Quoted passage:
--- Start ---

Sir Robert Pigot, 2nd Baronet (20 September 1720 – 1 August 1796) was a British Army officer during the American Revolutionary War.

Life
Robert Pigot was born in London, England in 1720. His two brothers were George Pigot, 1st Baron Pigot, Governor of Madras, India and Admiral Hugh Pigot, Commander-in-Chief of the West Indies fleet. He and his brothers shared Huguenot ancestry through their grandfather Peter Godde, who had come to England in the late seventeenth century.

In 1758 Pigot was major in the 10th Regiment of Foot. In 1764 he was lieutenant colonel. From 1769 to 1775 he was the commander of the 38th Regiment of Foot.

He also served as a member of parliament for Wallingford from 1768 to 1772. He was appointed Warden of the Mint from August, 1771 until his death.

--- End ---

Copy out the full Robert Pigot biography above, word for word.

Excerpted data:
--- Start ---

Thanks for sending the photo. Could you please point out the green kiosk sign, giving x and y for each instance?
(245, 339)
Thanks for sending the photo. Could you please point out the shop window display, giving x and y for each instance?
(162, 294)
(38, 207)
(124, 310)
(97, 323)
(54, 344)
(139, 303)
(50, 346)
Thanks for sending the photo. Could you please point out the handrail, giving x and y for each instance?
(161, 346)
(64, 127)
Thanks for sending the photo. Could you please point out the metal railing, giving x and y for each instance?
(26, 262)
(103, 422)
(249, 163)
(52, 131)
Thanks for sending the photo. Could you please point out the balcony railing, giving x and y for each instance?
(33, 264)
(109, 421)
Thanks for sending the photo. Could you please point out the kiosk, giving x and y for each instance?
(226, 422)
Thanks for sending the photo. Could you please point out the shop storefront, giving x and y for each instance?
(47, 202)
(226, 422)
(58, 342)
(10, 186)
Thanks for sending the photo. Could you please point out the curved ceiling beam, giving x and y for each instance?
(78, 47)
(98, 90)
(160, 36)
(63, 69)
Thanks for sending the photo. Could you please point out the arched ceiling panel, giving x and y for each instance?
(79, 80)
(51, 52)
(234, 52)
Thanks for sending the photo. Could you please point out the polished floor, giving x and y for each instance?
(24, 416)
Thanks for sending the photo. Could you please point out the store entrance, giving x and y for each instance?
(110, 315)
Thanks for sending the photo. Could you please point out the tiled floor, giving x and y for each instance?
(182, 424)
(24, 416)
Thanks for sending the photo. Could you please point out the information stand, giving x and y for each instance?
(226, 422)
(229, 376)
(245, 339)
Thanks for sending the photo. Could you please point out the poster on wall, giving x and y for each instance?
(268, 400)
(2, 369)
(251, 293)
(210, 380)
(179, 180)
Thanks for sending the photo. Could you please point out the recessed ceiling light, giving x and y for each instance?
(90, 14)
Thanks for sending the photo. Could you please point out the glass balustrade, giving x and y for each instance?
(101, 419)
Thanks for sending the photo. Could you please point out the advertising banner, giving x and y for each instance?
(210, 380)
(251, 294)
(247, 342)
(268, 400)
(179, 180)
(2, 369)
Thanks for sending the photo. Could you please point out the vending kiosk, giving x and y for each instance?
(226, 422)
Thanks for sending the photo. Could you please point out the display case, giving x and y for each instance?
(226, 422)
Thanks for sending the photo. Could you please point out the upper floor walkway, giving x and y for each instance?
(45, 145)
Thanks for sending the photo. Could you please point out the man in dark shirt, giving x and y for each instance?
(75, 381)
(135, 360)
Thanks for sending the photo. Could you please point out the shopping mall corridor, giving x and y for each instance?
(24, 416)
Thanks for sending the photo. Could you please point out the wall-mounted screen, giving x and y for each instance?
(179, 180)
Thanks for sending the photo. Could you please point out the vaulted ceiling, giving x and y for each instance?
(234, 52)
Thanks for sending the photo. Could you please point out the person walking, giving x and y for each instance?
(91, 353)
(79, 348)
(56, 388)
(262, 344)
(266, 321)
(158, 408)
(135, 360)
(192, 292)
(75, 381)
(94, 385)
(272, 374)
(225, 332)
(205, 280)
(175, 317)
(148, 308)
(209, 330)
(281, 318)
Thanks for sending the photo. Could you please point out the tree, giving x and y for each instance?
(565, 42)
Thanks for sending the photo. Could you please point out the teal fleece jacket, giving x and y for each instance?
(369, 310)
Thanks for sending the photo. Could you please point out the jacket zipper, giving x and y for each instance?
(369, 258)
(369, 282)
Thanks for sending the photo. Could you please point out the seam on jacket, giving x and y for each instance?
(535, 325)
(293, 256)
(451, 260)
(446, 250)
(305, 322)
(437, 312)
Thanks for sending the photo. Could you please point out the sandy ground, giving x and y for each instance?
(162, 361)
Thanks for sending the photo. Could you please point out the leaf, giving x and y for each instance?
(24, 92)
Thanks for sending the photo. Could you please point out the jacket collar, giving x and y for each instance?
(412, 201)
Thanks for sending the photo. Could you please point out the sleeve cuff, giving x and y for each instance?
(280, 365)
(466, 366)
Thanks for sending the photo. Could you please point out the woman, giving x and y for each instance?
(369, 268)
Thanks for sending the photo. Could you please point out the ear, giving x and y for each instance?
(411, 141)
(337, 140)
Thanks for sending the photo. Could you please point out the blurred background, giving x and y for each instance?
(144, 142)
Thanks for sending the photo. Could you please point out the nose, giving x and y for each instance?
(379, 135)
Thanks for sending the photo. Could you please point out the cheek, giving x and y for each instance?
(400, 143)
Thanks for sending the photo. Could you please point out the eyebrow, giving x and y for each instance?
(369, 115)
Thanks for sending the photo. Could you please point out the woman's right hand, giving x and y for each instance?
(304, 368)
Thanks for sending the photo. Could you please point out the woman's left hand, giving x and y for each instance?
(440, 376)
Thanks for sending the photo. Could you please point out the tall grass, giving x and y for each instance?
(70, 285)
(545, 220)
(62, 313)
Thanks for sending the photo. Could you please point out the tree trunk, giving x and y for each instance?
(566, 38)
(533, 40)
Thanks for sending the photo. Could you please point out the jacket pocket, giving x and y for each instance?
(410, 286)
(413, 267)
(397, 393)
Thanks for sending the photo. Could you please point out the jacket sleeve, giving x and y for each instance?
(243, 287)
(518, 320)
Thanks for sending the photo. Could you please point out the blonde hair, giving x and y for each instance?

--- End ---

Correct answer:
Sir Robert Pigot, 2nd Baronet (20 September 1720 – 1 August 1796) was a British Army officer during the American Revolutionary War.

Life
Robert Pigot was born in London, England in 1720. His two brothers were George Pigot, 1st Baron Pigot, Governor of Madras, India and Admiral Hugh Pigot, Commander-in-Chief of the West Indies fleet. He and his brothers shared Huguenot ancestry through their grandfather Peter Godde, who had come to England in the late seventeenth century.

In 1758 Pigot was major in the 10th Regiment of Foot. In 1764 he was lieutenant colonel. From 1769 to 1775 he was the commander of the 38th Regiment of Foot.

He also served as a member of parliament for Wallingford from 1768 to 1772. He was appointed Warden of the Mint from August, 1771 until his death.